__Your objective__. List each line from the items below that includes the string "mountain".

__Information given__.
===
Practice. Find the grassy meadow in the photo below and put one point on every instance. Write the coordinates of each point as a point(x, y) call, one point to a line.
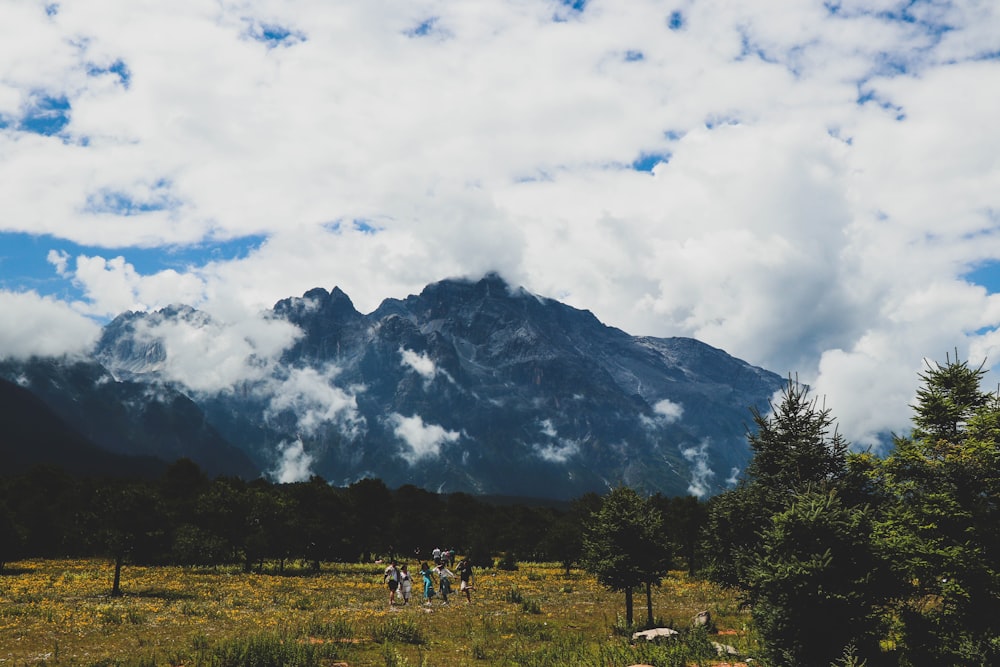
===
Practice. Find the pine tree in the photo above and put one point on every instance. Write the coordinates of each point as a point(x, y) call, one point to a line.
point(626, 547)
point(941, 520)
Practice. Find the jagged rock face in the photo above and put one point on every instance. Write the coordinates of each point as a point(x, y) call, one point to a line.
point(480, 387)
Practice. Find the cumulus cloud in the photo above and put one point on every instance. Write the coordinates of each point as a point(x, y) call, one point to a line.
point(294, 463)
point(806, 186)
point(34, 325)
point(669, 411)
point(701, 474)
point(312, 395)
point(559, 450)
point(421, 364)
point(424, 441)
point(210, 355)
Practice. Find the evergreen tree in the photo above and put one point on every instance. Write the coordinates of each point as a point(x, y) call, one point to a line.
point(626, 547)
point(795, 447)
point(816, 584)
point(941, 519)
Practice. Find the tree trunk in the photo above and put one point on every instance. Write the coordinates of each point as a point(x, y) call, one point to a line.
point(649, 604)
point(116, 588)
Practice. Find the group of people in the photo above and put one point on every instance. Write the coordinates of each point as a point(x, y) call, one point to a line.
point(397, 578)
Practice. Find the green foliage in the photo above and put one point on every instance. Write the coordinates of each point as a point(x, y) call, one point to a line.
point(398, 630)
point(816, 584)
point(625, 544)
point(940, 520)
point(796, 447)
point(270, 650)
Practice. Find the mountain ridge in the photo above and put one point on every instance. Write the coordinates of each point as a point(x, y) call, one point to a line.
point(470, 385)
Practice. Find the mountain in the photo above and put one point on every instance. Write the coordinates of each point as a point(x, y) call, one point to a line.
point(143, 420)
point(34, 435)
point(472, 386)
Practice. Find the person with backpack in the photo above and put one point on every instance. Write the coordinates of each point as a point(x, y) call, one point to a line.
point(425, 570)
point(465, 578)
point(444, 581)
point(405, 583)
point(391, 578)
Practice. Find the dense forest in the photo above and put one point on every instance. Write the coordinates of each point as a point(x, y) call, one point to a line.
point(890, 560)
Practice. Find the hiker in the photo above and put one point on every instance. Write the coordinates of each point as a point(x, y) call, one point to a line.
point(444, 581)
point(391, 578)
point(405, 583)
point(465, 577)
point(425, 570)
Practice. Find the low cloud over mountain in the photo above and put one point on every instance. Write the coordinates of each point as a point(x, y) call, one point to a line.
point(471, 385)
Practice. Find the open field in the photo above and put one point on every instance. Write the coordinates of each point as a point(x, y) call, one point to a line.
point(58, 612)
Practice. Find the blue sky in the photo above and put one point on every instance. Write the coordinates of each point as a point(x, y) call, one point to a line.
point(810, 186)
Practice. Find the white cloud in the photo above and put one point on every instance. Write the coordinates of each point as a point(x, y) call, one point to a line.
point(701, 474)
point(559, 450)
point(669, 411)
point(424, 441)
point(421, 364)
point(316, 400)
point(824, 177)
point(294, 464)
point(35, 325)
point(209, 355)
===
__Correct response__.
Practice. Find the mountain ridge in the photo above and put one point on every instance. Write the coordinates of each point as a point(x, y) call, one point to a line.
Practice. Find the mountain in the photo above and put one point on every instance. Write the coordinates of each point as a point(x, y) call, one point to a line.
Practice. Find the low cloud over mountain in the photo above and put one point on every instance. Write the coordinates of each point as a point(x, y) call, one point to a line.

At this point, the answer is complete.